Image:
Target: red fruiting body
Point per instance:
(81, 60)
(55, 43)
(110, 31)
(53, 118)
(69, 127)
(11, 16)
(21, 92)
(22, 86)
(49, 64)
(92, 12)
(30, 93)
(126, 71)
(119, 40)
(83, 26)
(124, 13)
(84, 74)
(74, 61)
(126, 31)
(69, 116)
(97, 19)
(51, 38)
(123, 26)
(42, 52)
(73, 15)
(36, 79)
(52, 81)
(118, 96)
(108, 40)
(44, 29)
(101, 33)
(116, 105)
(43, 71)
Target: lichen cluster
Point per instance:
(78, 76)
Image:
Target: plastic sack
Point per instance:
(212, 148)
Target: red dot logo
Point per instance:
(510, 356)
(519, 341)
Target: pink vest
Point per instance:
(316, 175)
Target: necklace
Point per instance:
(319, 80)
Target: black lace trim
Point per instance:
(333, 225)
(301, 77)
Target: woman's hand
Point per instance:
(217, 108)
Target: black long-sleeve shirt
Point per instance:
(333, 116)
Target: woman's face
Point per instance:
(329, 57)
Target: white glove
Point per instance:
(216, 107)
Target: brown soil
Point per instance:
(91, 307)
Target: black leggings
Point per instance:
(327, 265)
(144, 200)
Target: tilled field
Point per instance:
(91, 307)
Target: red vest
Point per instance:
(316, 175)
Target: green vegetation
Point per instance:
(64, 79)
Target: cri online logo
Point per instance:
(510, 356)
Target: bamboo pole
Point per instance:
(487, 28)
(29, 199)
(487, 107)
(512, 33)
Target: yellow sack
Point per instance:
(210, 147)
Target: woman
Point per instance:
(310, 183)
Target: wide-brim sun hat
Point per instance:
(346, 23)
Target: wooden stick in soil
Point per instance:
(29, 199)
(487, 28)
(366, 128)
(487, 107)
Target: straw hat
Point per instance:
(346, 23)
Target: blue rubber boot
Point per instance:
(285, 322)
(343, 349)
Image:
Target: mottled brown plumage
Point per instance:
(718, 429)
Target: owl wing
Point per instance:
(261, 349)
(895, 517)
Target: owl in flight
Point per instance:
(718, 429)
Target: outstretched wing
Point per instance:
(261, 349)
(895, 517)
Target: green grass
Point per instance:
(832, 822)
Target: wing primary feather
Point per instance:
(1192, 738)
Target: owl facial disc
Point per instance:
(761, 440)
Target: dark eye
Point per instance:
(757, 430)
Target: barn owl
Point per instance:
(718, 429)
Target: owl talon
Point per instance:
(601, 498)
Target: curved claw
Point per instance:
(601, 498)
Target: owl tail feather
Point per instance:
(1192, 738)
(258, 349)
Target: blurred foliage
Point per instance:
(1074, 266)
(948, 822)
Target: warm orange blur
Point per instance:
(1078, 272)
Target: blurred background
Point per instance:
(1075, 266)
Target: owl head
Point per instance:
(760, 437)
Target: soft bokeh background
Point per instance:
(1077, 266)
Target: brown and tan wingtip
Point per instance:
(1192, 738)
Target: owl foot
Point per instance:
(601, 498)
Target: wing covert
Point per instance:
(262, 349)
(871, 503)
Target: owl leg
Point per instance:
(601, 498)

──────────────────────────────

**Goal of the exercise**. Search the data above and return each line in which "sack" occurs.

**Answer to this problem**.
Target: plastic sack
Target: yellow sack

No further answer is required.